REQUEST
Copy each line of the data below word for word, with nothing left out and nothing changed.

DATASET ROWS

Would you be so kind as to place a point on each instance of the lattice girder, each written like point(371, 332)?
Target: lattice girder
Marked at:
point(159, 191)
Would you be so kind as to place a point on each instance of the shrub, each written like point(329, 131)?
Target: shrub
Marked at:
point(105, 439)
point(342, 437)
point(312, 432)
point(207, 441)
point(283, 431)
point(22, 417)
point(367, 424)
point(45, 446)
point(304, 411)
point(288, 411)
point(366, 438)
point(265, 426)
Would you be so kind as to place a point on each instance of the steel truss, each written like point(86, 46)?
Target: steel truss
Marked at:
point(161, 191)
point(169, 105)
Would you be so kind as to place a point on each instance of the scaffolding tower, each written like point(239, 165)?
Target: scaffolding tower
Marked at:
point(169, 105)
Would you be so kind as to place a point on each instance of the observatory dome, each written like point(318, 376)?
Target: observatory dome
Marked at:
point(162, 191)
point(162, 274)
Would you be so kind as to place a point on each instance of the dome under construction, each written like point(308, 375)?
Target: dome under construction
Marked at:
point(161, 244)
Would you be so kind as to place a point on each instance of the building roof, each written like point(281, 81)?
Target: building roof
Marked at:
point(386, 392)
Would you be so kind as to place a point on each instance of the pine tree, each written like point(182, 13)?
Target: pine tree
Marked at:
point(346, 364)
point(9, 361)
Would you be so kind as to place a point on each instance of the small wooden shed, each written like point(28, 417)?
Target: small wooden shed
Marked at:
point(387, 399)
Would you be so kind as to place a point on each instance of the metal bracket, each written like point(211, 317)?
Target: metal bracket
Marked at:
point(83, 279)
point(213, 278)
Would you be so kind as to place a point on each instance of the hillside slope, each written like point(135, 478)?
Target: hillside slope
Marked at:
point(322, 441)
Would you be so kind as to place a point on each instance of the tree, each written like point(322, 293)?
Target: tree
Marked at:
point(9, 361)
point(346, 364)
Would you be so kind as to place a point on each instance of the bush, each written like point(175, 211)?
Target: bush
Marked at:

EXPECTED OUTPUT
Would you be so kind as to place a point on each instance of the lattice girder, each written like point(371, 332)?
Target: lattice girder
Marked at:
point(159, 191)
Would you be so kind as to place a point on each instance of the shrub, each written like point(329, 131)?
Target: shrub
Marked at:
point(105, 439)
point(342, 437)
point(312, 432)
point(207, 441)
point(283, 431)
point(22, 417)
point(367, 424)
point(45, 446)
point(304, 411)
point(288, 411)
point(366, 438)
point(265, 426)
Would you be so kind as to place a point on each instance of the steel truss, each written like point(86, 46)?
Target: steel truss
Marked at:
point(161, 191)
point(169, 105)
Would you be so kind as to place a point on each instance of the scaffolding tower, each written like point(239, 165)?
Target: scaffolding tower
Marked at:
point(169, 105)
Would you be so kind as to place a point on each instance of the observatory dome, each written like point(318, 376)?
Target: observatory dome
Marked at:
point(162, 191)
point(162, 274)
Would you be so kind as to place a point on each instance of the dome under construction, each written like point(308, 375)?
Target: dome under construction
Marked at:
point(161, 244)
Would you be so kind as to place a point on each instance of the building roof, each written like point(281, 81)?
Target: building roof
Marked at:
point(386, 392)
Would you be so kind as to place a point on each instance of the pine tree, each written like point(182, 13)?
Target: pine tree
Marked at:
point(346, 364)
point(9, 361)
Would you be so kind as to place a point on each instance of the small wooden shed, each written like point(28, 417)?
Target: small wooden shed
Marked at:
point(387, 399)
Would you be so kind as to place a point on each instance of the metal bracket, each written like point(211, 317)?
Target: metal bracket
Marked at:
point(83, 279)
point(213, 278)
Would you be so kind as to place a point on each instance of the hillside slope, each written like point(135, 478)?
Target: hillside slope
Marked at:
point(322, 441)
Would you be so kind as to place a point on each instance of the tree, each written like point(322, 293)?
Target: tree
Marked at:
point(9, 361)
point(346, 364)
Would you be so kind as to place a point on each instance of the bush, each written like point(175, 211)?
Target: bush
Marked at:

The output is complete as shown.